ANGEZEIGTER TEXT:
Hagen. Julia Brinkmann hat ihren Traumjob beim Finanzamt gefunden. Wir erzählen, was die allein erziehende Mutter an diesem Arbeitsplatz so schätzt.

Beim jüngsten Klassentreffen 20 Jahre nach dem Abitur wurde es ihr wieder bewusst: Den Ruf, besonders sexy zu sein, genießt ihr Job nun wahrlich nicht. „Als ich die Standardfrage gestellt bekam, was ich denn so beruflich mache und ich erzählte, dass ich beim Finanzamt Betriebsprüferin sei, da gingen die Kinnladen erst einmal runter. Das ist nichts, wo die Leute noch ein paar Rückfragen stellen“, erzählt Julia Brinkmann. Beliebt sei man eigentlich nur, wenn offene Fragen zur Steuererklärung im Raum stehen und Hilfe gebraucht werde.

Leidenschaft zur Mathematik

Gereizt hat die heute 38-Jährige nach ihrem Schulabschluss vor allem die Chance auf ein Duales Studium mit Diplom-Abschluss. Obendrein war sie durch ihre Mutter, die ebenfalls beim Hagener Finanzamt ihr Geld verdient, familiär vorbelastet. „Außerdem hat mir Mathe schon in der Schule immer gut gefallen - aber das ist nur ein Teilgebiet meiner Arbeit.“ Als Betriebsprüferin schaut sie heute hinter die finanziellen und wirtschaftlichen Kulissen von Unternehmen.

Das Spektrum reicht von Einzelunternehmen über Kapitalgesellschaften bis hin zu Personengesellschaften. „Da gucke ich meist über einen Drei-Jahres-Zeitraum die steuerlichen Unterlagen durch, ob alles nach Recht und Gesetz gelaufen ist.“ Dazu fährt sie entweder direkt zu den Unternehmen oder zu Steuerberatern, die diese Mandanten betreuen. „Das ist sehr spannend und ein Job, den ich gerne für den Rest meines Lebens machen würde“, bekennt Julia Brinkmann mit einem strahlenden Lächeln, das gar keine Zweifel an ihrer Leidenschaft aufkommen lässt.

Akten bekommen Gesichter


„Man kann hinter die Kulissen gucken, die Akten und Sachverhalte bekommen plötzlich Gesichter.“ Die produzierenden Bereiche eines Betriebes werden ihr ebenso präsentiert wie die wirtschaftlichen Kennzahlen. „Es ist eine unheimliche Horizonterweiterung. Für mich ist es ein wenig wie die Sendung mit der Maus für Erwachsene.“ Für die steuerliche Würdigung sind diese Betrachtungen vor Ort im Maßstab 1:1 maßgeblich.

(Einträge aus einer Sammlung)
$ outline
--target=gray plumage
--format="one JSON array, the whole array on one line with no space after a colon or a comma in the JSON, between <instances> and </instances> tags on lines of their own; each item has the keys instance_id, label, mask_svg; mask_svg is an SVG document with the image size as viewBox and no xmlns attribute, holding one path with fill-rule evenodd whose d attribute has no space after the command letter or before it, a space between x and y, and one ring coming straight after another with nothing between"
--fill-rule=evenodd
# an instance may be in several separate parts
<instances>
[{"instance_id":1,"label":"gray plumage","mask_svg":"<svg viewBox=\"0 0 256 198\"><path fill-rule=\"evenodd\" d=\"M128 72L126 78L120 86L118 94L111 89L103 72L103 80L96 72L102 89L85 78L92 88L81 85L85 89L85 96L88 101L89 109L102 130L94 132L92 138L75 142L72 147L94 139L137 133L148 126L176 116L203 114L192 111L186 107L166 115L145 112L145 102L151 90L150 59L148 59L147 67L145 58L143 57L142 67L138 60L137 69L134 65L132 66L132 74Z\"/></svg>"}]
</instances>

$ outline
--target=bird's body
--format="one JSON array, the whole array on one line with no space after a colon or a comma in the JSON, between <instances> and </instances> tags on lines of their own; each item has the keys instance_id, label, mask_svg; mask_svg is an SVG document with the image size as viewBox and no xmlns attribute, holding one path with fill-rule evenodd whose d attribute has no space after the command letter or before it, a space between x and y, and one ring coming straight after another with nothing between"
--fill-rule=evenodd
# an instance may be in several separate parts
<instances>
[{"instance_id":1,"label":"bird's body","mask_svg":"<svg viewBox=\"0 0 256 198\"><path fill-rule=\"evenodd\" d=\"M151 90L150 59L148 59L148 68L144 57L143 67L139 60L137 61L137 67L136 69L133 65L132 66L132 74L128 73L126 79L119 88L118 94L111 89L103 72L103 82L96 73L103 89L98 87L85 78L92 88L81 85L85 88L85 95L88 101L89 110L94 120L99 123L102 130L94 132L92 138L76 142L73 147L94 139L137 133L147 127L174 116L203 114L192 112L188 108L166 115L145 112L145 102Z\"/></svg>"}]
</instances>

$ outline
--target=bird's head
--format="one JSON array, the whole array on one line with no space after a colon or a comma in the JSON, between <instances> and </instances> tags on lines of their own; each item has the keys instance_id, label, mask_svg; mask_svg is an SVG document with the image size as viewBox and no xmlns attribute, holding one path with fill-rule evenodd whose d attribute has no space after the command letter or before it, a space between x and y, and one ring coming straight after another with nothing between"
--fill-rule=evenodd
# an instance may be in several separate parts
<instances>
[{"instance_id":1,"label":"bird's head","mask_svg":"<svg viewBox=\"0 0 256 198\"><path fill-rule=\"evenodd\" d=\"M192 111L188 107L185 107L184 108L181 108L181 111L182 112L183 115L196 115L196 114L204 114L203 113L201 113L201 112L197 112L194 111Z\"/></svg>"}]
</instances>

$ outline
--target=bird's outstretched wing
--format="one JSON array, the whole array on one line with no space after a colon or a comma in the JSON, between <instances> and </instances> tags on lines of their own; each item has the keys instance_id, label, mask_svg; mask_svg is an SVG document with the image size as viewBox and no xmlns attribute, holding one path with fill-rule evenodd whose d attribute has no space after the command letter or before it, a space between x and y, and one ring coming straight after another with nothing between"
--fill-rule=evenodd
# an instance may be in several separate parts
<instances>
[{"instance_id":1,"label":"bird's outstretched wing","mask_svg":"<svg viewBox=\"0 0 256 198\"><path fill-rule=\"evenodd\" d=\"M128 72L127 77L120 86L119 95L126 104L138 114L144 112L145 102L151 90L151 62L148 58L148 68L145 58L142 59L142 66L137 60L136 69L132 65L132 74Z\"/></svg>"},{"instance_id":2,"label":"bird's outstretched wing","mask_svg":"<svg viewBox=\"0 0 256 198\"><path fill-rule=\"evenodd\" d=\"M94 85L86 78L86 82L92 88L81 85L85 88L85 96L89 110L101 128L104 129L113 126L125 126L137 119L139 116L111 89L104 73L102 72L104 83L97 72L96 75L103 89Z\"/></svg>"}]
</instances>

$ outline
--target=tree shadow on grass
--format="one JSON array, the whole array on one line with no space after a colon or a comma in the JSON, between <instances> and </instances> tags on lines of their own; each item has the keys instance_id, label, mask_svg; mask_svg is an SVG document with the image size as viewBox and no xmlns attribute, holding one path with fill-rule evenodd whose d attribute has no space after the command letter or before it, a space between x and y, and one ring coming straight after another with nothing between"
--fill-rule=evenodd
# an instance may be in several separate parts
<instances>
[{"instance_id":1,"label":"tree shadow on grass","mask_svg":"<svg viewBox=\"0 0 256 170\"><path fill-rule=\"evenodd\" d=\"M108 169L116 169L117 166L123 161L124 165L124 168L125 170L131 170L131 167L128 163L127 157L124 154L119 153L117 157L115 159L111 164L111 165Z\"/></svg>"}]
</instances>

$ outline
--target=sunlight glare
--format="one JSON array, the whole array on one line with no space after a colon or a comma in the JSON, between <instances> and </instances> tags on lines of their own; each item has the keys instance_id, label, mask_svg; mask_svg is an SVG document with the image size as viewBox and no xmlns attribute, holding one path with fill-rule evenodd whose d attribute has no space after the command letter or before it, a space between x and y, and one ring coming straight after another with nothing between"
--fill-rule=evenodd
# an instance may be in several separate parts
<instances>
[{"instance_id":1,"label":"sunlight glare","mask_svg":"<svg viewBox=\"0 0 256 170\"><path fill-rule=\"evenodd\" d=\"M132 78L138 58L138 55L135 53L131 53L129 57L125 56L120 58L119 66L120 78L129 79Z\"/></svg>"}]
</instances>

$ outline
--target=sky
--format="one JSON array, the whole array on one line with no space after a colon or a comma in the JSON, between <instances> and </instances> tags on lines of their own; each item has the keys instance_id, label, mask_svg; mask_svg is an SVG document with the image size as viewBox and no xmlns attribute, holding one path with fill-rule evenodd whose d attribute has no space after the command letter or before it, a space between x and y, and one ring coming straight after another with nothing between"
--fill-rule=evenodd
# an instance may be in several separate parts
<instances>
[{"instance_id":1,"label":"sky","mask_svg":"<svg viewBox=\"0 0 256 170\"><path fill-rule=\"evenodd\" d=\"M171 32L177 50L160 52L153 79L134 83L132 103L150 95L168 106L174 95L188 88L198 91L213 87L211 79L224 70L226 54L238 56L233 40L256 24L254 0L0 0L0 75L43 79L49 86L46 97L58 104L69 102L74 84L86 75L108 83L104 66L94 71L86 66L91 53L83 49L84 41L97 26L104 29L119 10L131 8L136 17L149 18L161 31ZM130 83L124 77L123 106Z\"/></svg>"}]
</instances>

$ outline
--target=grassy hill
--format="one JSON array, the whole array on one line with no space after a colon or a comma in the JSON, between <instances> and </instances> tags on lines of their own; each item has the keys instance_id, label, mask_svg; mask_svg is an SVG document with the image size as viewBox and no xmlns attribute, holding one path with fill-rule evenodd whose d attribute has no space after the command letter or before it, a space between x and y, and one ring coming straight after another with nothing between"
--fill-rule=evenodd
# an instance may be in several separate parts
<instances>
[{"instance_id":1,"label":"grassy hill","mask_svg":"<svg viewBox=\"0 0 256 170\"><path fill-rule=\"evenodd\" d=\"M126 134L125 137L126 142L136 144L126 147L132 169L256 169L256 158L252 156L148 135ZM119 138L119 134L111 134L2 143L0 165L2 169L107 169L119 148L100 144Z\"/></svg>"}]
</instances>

AUFGABE A:
Beantworte kurz diese Fragen zum Artikel über die Betriebsprüferin:
(i) Wie viele Jahre nach dem Abitur fand das Klassentreffen statt?
(ii) Über welchen Zeitraum sieht Julia Brinkmann die steuerlichen Unterlagen meist durch?
(iii) Mit welcher Sendung vergleicht sie ihre Arbeit?
AUFGABE B: Führe den Artikel über die Betriebsprüferin nach seinem letzten Satz weiter.
Die Einträge spielen hierbei keine Rolle.

ENDERGEBNIS A:
(i) 20 Jahre
(ii) Meist über einen Drei-Jahres-Zeitraum
(iii) Mit der Sendung mit der Maus, für Erwachsene

ENDERGEBNIS B:
Dabei ist sie sich durchaus bewusst, dass ihre Besuche in manchen Firmen für Gänsehautmomente sorgen. „Ich stelle mir das immer vor wie bei der Verkehrskontrolle: Obwohl man glaubt, alles richtig gemacht zu haben, fühlt man sich doch sehr unwohl, wenn die rote Kelle kommt.“ Sie setzt dabei eher auf die menschliche Begegnung, wirbt um Verständnis für ihren Blickwinkel, „um den Sachverhalt steuerrechtlich richtig zu bewerten“, verfällt die eloquente und selbstbewusste Frau in den etwas spröden Betriebsprüfer-Jargon.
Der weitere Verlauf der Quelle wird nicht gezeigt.